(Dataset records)
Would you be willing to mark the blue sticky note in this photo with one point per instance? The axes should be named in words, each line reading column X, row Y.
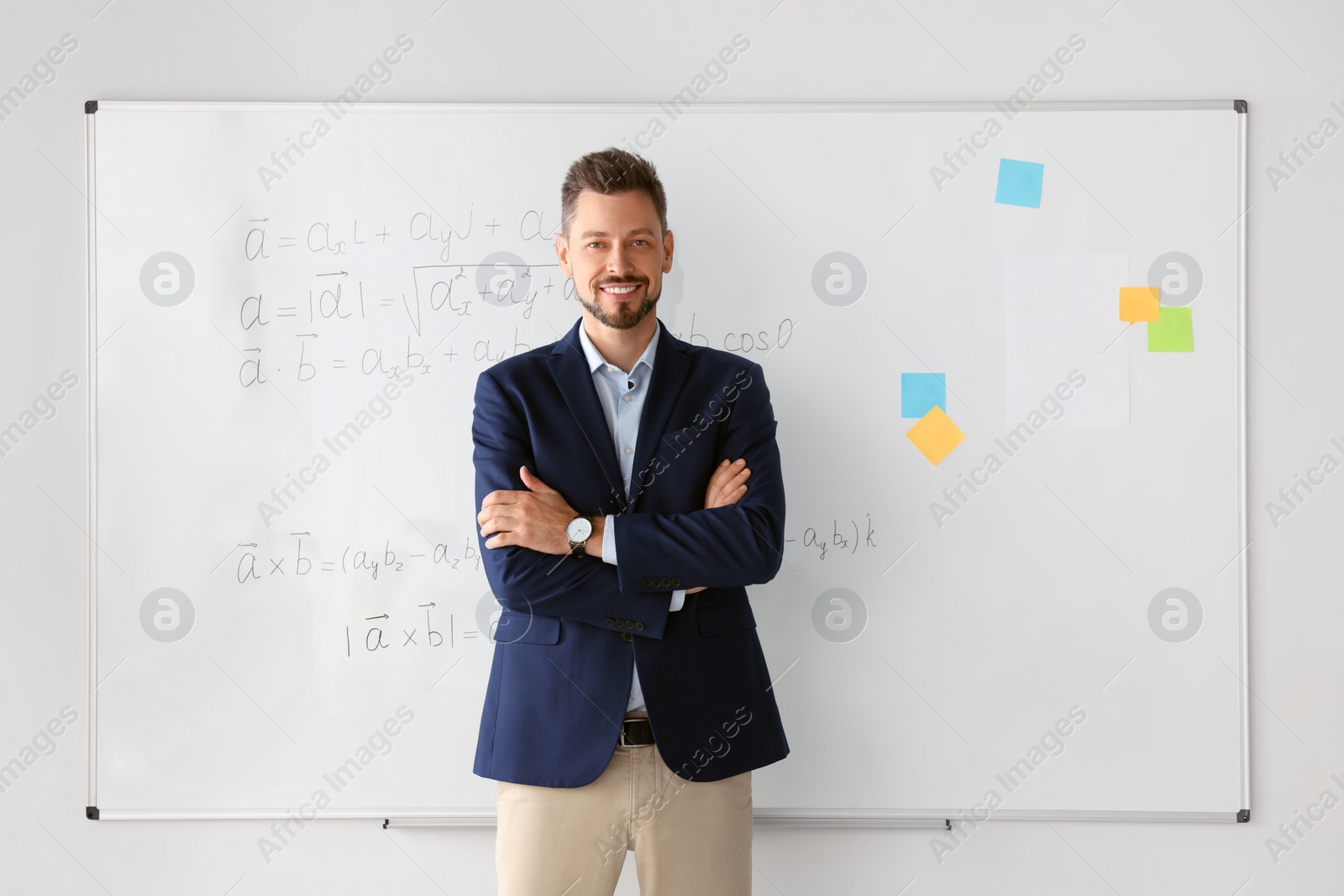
column 1019, row 183
column 920, row 392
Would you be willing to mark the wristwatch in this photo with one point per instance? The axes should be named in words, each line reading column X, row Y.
column 578, row 531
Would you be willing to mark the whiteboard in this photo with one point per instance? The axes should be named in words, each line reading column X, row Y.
column 288, row 613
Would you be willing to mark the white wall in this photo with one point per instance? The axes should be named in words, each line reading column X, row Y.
column 1281, row 56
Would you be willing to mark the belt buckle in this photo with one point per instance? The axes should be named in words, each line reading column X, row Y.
column 624, row 741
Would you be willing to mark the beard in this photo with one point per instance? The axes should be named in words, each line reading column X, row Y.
column 627, row 315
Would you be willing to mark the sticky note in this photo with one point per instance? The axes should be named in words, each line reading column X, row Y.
column 922, row 391
column 1019, row 183
column 1139, row 302
column 936, row 436
column 1171, row 332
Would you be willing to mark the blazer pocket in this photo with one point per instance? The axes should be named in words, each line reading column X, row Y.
column 521, row 627
column 725, row 617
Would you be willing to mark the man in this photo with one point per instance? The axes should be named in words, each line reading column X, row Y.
column 629, row 698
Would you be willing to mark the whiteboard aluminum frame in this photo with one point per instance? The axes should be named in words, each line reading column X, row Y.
column 777, row 815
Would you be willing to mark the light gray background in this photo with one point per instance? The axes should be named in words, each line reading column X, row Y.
column 1280, row 56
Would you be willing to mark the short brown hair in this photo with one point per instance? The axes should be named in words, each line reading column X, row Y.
column 608, row 172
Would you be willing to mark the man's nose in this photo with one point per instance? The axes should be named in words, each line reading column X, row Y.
column 620, row 262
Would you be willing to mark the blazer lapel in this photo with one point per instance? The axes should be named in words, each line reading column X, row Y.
column 569, row 367
column 669, row 371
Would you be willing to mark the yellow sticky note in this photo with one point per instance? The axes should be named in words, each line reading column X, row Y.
column 936, row 436
column 1139, row 302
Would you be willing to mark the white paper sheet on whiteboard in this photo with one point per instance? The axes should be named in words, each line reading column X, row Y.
column 1061, row 316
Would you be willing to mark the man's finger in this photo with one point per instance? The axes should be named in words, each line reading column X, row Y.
column 535, row 484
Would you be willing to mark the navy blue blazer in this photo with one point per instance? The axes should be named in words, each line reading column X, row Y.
column 571, row 626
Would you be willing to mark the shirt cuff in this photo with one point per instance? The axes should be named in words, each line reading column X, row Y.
column 609, row 540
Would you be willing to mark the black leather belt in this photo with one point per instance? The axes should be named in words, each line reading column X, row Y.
column 636, row 732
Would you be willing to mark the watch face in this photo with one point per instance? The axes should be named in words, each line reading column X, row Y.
column 580, row 530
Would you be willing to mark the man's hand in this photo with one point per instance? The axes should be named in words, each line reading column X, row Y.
column 726, row 486
column 534, row 519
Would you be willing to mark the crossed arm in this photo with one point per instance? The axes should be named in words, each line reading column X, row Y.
column 734, row 540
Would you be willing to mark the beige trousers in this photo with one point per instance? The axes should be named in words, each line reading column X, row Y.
column 691, row 837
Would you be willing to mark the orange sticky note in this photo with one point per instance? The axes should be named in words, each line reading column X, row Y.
column 1139, row 302
column 936, row 436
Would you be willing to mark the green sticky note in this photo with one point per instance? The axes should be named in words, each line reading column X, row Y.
column 1171, row 332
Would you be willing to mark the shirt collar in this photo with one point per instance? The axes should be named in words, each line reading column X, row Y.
column 596, row 359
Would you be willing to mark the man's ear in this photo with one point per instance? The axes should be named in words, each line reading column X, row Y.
column 562, row 254
column 667, row 251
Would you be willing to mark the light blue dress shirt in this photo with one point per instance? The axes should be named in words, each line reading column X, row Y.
column 622, row 403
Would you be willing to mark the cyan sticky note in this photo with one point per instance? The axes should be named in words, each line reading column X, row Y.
column 920, row 392
column 1019, row 183
column 1173, row 331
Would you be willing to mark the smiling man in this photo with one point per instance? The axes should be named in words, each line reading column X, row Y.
column 629, row 698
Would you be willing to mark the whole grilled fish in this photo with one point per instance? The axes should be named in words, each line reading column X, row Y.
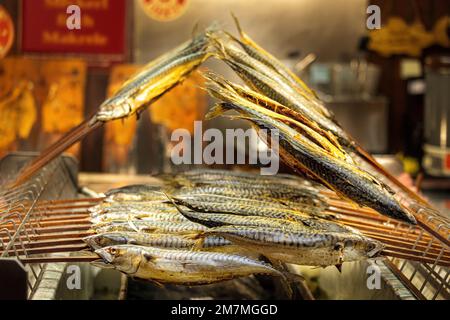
column 137, row 216
column 302, row 247
column 257, row 52
column 261, row 211
column 349, row 181
column 269, row 87
column 173, row 241
column 180, row 267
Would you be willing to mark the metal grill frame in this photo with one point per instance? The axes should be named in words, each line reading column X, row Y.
column 58, row 181
column 18, row 207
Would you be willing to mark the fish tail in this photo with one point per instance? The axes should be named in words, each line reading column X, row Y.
column 238, row 25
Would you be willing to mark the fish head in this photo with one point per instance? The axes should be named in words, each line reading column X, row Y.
column 114, row 108
column 122, row 258
column 104, row 240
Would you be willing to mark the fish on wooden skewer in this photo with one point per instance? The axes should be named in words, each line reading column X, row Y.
column 179, row 266
column 301, row 246
column 174, row 241
column 148, row 85
column 257, row 52
column 301, row 152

* [Problem to work on] Reproduce the lines above letter for letter. The pictures stay behind.

* [Exercise output]
Would you be willing to mark the blue sticky note in this photo with one point per instance? The axes should be named in words, each line reading column X, row Y.
column 1019, row 183
column 920, row 392
Would you be willing to mark the wristwatch in this photo with one point per instance? The axes should be named in words, each line reading column X, row Y.
column 578, row 531
Would you be willing to mark the whiteboard in this photo with one point per instance? The axes should be named in words, each line reading column X, row Y.
column 288, row 613
Would you be willing to mark the white wall in this photo with one point per instance? The axes should be named in words, each line reading column X, row Y.
column 1281, row 56
Would you be willing to mark the belt buckle in this photo with one point per instance? The axes should be named in words, each line reading column X, row Y.
column 624, row 741
Would you be willing to mark the beard in this photo with one point per instance? The axes should be named in words, each line reading column X, row Y.
column 627, row 315
Would you be willing to mark the sticky note in this photo with one point per instance? The axes should be named in words, each line reading column X, row Y.
column 922, row 391
column 1019, row 183
column 1139, row 302
column 936, row 436
column 1171, row 332
Would you be willing to mark the blazer pocket in this photo with one point per instance? The axes should be named in words, each line reading column X, row Y.
column 521, row 627
column 725, row 617
Would you be willing to mark the man in this photo with one point per instance? The axes should be named in words, each line reading column X, row Y.
column 629, row 698
Would you be willing to mark the whiteboard aluminum frame in this photo with one point per instance? The axes should be named in words, each line reading column X, row Y.
column 777, row 815
Would you be willing to mark the light gray background in this photo with one point per instance? The axes should be named in words, each line reading column X, row Y.
column 1280, row 56
Would you be willing to mark the short brown hair in this photo with one point per instance? The axes should be named in words, each line reading column X, row Y.
column 608, row 172
Would you be willing to mark the man's nose in this photo with one point per instance? The axes should be named in words, each line reading column X, row Y.
column 620, row 262
Would you be willing to mark the blazer lapel in this photo with one point per instance? The axes should be named in words, each line reading column X, row Y.
column 569, row 367
column 669, row 371
Would you be willing to mark the yellow sticky note in this photo with one point per instance? The axes should be named in words, each line reading column X, row Y.
column 936, row 436
column 1139, row 302
Would you be willing to mark the white paper sheet on whiteboard in this photo with one point per instance? The axes should be named in words, each line reading column X, row Y.
column 1061, row 316
Would you be willing to mark the man's finger in this photo with one point per instance? The axes should be named in words, each line reading column X, row Y.
column 535, row 484
Would you be willing to mark the navy blue blazer in this photo with one point per instance? The axes should be named in words, each line reading column X, row Y.
column 571, row 626
Would you be willing to mark the shirt cuff in this photo with one point per instance? The axes should be named in words, each line reading column X, row Y.
column 609, row 540
Would you be willing to mark the black leather belt in this photo with one point per instance? The axes should be named in words, each line reading column X, row Y.
column 636, row 732
Would you be willing to mark the watch face in this photo with one point per instance? The axes should be named in words, each line reading column X, row Y.
column 580, row 530
Would you be willing to mark the man's hand in this photo with one point per instance? The axes should be named in words, each line reading column X, row Y.
column 726, row 486
column 534, row 519
Would you be willing to mark the crossed arm in this photo with one point per instance? The axes should be named in words, each line reading column X, row Y.
column 734, row 540
Would you be willing to mark the beige trousers in this photo with one point per instance? The axes should be named in words, each line reading column X, row Y.
column 691, row 837
Would you be willing to mark the orange sticky note in this photo with one point per instance? The axes should be named in words, each line reading column X, row Y.
column 1139, row 302
column 936, row 436
Would you be willing to mark the green sticky note in this photo with one point per instance? The axes should be named in words, each line reading column X, row Y.
column 1171, row 332
Would you be willing to mark the shirt collar in this photo with one point per instance? The axes should be named in words, each line reading column X, row Y.
column 596, row 359
Would you be willing to mark the man's ear in this photo with one point per instance? The axes should be named in words, each line reading column X, row Y.
column 562, row 254
column 667, row 251
Would you be willing to mark the light blue dress shirt in this photo with one point per instance? The axes should be named in words, each line reading column X, row Y.
column 622, row 403
Would you be willing to mark the cyan sticky note in this photo with one point per instance? The axes should be named in words, each line reading column X, row Y.
column 920, row 392
column 1019, row 183
column 1173, row 331
Would you be willing to mark the smiling man in this photo with one point per instance? The axes should be named in words, each line reading column X, row Y.
column 629, row 698
Would you be willing to mark the whole grilled fish in this photo with one point per instance? The axes should be named in words, each line reading column X, row Y.
column 137, row 216
column 302, row 247
column 257, row 52
column 261, row 211
column 349, row 181
column 269, row 87
column 173, row 241
column 180, row 267
Would you be willing to mark the metal grill frame in this photo with one point per instance? The axes should be named in words, each line reading column X, row Y.
column 58, row 181
column 18, row 207
Would you be willing to mark the fish tail in this photo with one point per instance? The axes should be named in words, each line reading column X, row Y.
column 238, row 25
Would you be willing to mark the fish head in this photo with one point per instance? The axes should be named in words, each line reading column X, row Y.
column 114, row 108
column 122, row 258
column 104, row 240
Would you be willing to mark the fish on wooden skewer in this photo with one point per instance? The axes should be named in words, each line reading column X, row Y.
column 179, row 266
column 301, row 246
column 174, row 241
column 148, row 85
column 257, row 52
column 301, row 152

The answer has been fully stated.